To be done:
a) Answer these questions from the passage about Flew, one per line:
(i) What would the evidence Flew wonders about have to convince the believer of?
(ii) In whose position does Flew see the matter?
(iii) What becomes of the believer's faith no matter what objection is raised?
b) Please list every assertion about God that the passage about Flew quotes in quotation marks.

Text:
________________________________________
Like the skeptic in his tale, Flew wonders what kind of meaning the assertion “God exists,” or “God has a plan,” or “God created the world” could ever have. More specifically, Flew wonders what kind of evidence it would take to falsify such an assertion and convince the believer that his or her faith was false. Flew admits that such statements may not be assertions about any actual existence at all. If that is the case, Flew wonders what other possible meaning such statements could hold. If such statements are not intended to be factual statements about an actually existing Deity, what exactly are they and what meaning could they then possibly convey? It appears to him, as a nonbeliever, that no matter what objection is raised, the believer would explain it away and his or her faith would stand: thinner—even paltry perhaps—but left standing no less. The implication is quite obvious: if these statements are not literal assertions, they do not appear to have much meaning. And if they are literal assertions, how is it that no amount of evidence to the contrary ever seems to sway the believer? Lurking behind these questions is likely a further puzzlement: if a statement cannot be falsified, to what degree can we really take it seriously as a claim of objective truth? And if it is not a claim of objective truth . . . well then, what is it?
________________________________________
Data shown:

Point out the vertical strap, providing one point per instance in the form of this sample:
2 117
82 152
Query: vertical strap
________________________________________
Answers to the problems:
a)
(i) That his or her faith was false.
(ii) As a nonbeliever.
(iii) It stands: thinner, even paltry perhaps, but left standing no less.

b)
"God exists"
"God has a plan"
"God created the world"